### WHAT IS ASKED
Which lines run from the one containing "of the child's" to the end of the entries? Quote them exactly, and nothing else.

### INFORMATION GIVEN
Begin
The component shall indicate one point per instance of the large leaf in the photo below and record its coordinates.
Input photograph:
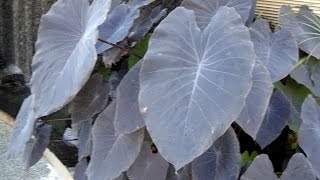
(308, 74)
(206, 9)
(221, 161)
(128, 117)
(148, 166)
(193, 84)
(23, 128)
(37, 144)
(260, 169)
(309, 133)
(111, 154)
(305, 26)
(278, 52)
(298, 168)
(65, 52)
(257, 101)
(91, 100)
(275, 120)
(119, 23)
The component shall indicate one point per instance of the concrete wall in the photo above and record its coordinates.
(19, 21)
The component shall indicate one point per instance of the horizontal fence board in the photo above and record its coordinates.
(269, 9)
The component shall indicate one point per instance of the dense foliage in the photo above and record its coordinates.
(209, 69)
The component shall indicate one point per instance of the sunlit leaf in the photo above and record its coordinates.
(305, 26)
(128, 117)
(260, 169)
(206, 9)
(37, 144)
(119, 22)
(275, 120)
(309, 133)
(148, 166)
(182, 174)
(193, 84)
(221, 161)
(298, 168)
(23, 129)
(91, 100)
(65, 52)
(277, 51)
(80, 170)
(257, 101)
(111, 154)
(308, 74)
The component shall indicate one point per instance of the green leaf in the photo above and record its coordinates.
(140, 49)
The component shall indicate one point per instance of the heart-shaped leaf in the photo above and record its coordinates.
(278, 52)
(257, 101)
(65, 52)
(112, 154)
(305, 26)
(309, 133)
(221, 161)
(193, 84)
(206, 9)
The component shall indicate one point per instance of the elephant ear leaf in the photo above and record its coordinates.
(261, 168)
(206, 9)
(277, 51)
(298, 168)
(305, 26)
(112, 154)
(257, 102)
(221, 161)
(193, 83)
(309, 133)
(65, 52)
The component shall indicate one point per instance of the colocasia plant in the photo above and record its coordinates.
(208, 65)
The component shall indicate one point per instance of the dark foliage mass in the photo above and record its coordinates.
(192, 74)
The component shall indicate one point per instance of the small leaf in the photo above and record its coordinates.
(193, 84)
(148, 166)
(23, 129)
(91, 100)
(206, 9)
(111, 154)
(305, 26)
(275, 120)
(260, 169)
(278, 52)
(65, 52)
(127, 117)
(221, 161)
(308, 74)
(309, 133)
(298, 168)
(257, 102)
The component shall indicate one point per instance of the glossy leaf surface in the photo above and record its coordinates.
(257, 101)
(111, 154)
(65, 52)
(148, 166)
(260, 169)
(221, 161)
(188, 79)
(305, 26)
(128, 117)
(277, 51)
(275, 120)
(206, 9)
(309, 133)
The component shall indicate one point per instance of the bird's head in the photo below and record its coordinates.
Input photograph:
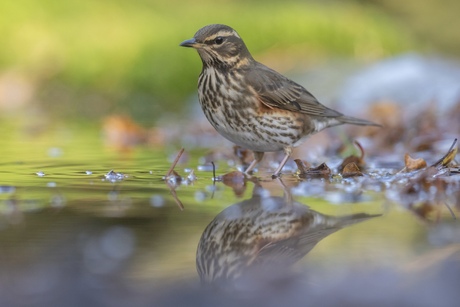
(219, 45)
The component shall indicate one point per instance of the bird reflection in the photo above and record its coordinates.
(261, 236)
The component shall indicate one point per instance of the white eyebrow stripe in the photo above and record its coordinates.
(223, 34)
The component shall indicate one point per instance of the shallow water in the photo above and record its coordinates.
(70, 234)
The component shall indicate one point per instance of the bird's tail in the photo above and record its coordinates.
(356, 121)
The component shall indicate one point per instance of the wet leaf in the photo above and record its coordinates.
(236, 180)
(351, 170)
(303, 166)
(413, 164)
(244, 155)
(448, 157)
(357, 160)
(307, 172)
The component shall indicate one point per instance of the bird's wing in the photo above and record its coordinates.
(277, 91)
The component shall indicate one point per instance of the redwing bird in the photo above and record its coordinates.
(252, 105)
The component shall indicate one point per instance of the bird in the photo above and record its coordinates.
(252, 105)
(261, 237)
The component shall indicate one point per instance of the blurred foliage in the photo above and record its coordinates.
(436, 23)
(95, 57)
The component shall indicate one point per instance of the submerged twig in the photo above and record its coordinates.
(174, 195)
(213, 179)
(448, 157)
(450, 210)
(176, 160)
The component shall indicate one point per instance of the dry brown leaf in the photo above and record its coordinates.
(307, 172)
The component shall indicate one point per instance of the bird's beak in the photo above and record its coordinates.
(190, 43)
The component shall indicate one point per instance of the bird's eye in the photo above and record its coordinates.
(218, 40)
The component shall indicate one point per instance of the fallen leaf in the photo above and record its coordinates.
(351, 170)
(359, 161)
(236, 180)
(413, 164)
(306, 172)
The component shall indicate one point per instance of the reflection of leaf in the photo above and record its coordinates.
(305, 171)
(351, 170)
(413, 164)
(448, 157)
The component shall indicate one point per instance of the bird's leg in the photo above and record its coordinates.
(257, 158)
(287, 151)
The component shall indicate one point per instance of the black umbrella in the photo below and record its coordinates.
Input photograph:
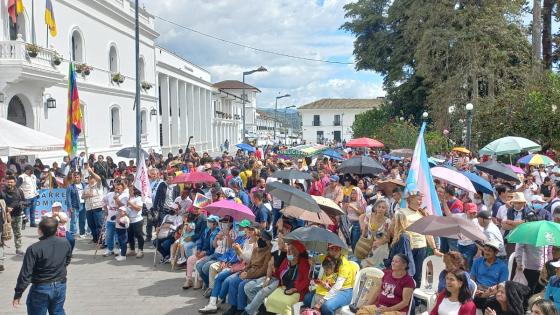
(361, 165)
(499, 170)
(315, 238)
(130, 153)
(291, 174)
(292, 196)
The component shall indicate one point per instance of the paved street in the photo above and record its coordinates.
(103, 286)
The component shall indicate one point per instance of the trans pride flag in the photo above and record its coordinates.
(74, 115)
(420, 177)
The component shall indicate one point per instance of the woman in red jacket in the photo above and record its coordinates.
(456, 299)
(294, 280)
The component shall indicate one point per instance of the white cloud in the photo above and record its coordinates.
(297, 27)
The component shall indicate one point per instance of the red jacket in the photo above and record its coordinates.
(302, 280)
(468, 308)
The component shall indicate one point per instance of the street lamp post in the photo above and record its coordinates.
(276, 112)
(285, 121)
(244, 97)
(469, 107)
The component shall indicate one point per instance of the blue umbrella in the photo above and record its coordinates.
(332, 153)
(479, 183)
(246, 147)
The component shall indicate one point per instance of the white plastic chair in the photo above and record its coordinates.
(375, 272)
(425, 292)
(510, 264)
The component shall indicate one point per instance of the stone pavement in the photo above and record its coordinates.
(105, 286)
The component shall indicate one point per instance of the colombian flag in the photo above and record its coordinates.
(74, 115)
(49, 18)
(15, 8)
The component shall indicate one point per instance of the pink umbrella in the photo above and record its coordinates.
(516, 169)
(228, 207)
(453, 177)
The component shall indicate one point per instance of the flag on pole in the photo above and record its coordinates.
(74, 114)
(15, 8)
(420, 177)
(49, 18)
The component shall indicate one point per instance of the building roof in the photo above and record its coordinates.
(234, 85)
(344, 103)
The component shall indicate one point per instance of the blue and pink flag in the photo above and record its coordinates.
(420, 178)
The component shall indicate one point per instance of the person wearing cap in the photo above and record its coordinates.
(255, 269)
(467, 247)
(27, 182)
(293, 274)
(488, 271)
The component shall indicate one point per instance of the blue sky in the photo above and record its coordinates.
(308, 28)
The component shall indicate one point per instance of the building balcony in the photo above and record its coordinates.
(17, 64)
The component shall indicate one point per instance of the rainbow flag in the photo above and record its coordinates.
(74, 115)
(420, 177)
(49, 18)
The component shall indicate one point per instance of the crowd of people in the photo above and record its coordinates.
(252, 267)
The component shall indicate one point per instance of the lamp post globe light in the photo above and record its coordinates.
(244, 98)
(276, 112)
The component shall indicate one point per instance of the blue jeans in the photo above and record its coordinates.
(95, 222)
(218, 284)
(123, 239)
(46, 297)
(110, 235)
(340, 299)
(82, 219)
(355, 233)
(30, 209)
(468, 251)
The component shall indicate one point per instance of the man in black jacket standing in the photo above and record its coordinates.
(44, 266)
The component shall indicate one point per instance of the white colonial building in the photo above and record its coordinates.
(331, 119)
(178, 100)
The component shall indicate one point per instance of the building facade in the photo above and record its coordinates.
(177, 96)
(330, 120)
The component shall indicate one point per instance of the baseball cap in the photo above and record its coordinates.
(484, 215)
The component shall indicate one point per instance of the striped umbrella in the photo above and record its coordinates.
(536, 159)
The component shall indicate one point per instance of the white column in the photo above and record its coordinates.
(174, 103)
(183, 131)
(164, 98)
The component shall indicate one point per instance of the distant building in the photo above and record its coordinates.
(331, 119)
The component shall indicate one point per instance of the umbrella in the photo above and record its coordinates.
(499, 170)
(509, 145)
(291, 174)
(453, 177)
(130, 152)
(332, 153)
(315, 238)
(292, 196)
(228, 207)
(302, 214)
(461, 150)
(536, 159)
(329, 206)
(536, 233)
(361, 165)
(402, 152)
(194, 178)
(515, 169)
(364, 143)
(449, 226)
(389, 185)
(479, 183)
(246, 147)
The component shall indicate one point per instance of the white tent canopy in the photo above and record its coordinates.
(16, 139)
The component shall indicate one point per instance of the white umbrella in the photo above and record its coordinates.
(16, 139)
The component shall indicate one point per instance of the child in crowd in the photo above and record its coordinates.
(122, 223)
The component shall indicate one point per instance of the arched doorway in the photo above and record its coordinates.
(16, 111)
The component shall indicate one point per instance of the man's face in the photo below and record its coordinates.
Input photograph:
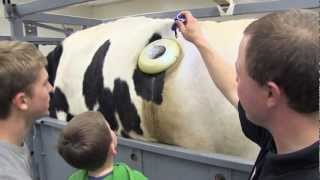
(251, 94)
(39, 99)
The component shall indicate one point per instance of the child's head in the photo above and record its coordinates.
(87, 141)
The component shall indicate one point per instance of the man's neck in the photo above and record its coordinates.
(104, 170)
(294, 131)
(13, 130)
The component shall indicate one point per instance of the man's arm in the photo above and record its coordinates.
(222, 74)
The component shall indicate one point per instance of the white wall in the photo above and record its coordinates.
(133, 7)
(115, 9)
(83, 11)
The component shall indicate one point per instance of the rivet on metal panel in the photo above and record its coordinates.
(219, 177)
(133, 157)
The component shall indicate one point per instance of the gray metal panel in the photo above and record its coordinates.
(60, 19)
(5, 38)
(42, 40)
(259, 6)
(196, 12)
(45, 5)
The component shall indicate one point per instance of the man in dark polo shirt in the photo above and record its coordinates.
(275, 88)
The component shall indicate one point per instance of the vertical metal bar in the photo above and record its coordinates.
(16, 26)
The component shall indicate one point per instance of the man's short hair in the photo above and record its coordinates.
(20, 64)
(283, 47)
(85, 142)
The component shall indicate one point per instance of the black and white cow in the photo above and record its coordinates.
(96, 69)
End
### SOLUTION
The component shall indicate one point per instance of the child's head in the photo above and record its coordinates.
(87, 141)
The component shall indicate one point per instance of the man's neck in the photo above and record its coordinates.
(104, 170)
(294, 131)
(13, 130)
The component shall indicate one point per instance of the man's arm in the photo above and record its coordinates.
(222, 74)
The component shall indicate one point per instance of the white wall in the photo above and record its coordinates.
(133, 7)
(115, 9)
(83, 11)
The component shall indicate one point per instance of the rivet on metal panel in the photo above and record its coordinates.
(219, 177)
(133, 157)
The component shall indicate one point per instance of the gray metal panel in the photo above and record its coordinates.
(60, 19)
(5, 38)
(42, 40)
(259, 6)
(196, 12)
(45, 5)
The component shall indicate one point per instance of the man in dark polo shirt in the photo above and record its coordinates.
(275, 88)
The component shall indicate one point per instance of the vertical metal bar in the photo above and record its coordinates.
(16, 26)
The component shall indicate one point per instance of the man's short hair in the photo above and record its coordinates.
(20, 64)
(283, 47)
(85, 142)
The component shall indicate one point per instance of the black and white cow in the photo above and record its coordinates.
(96, 69)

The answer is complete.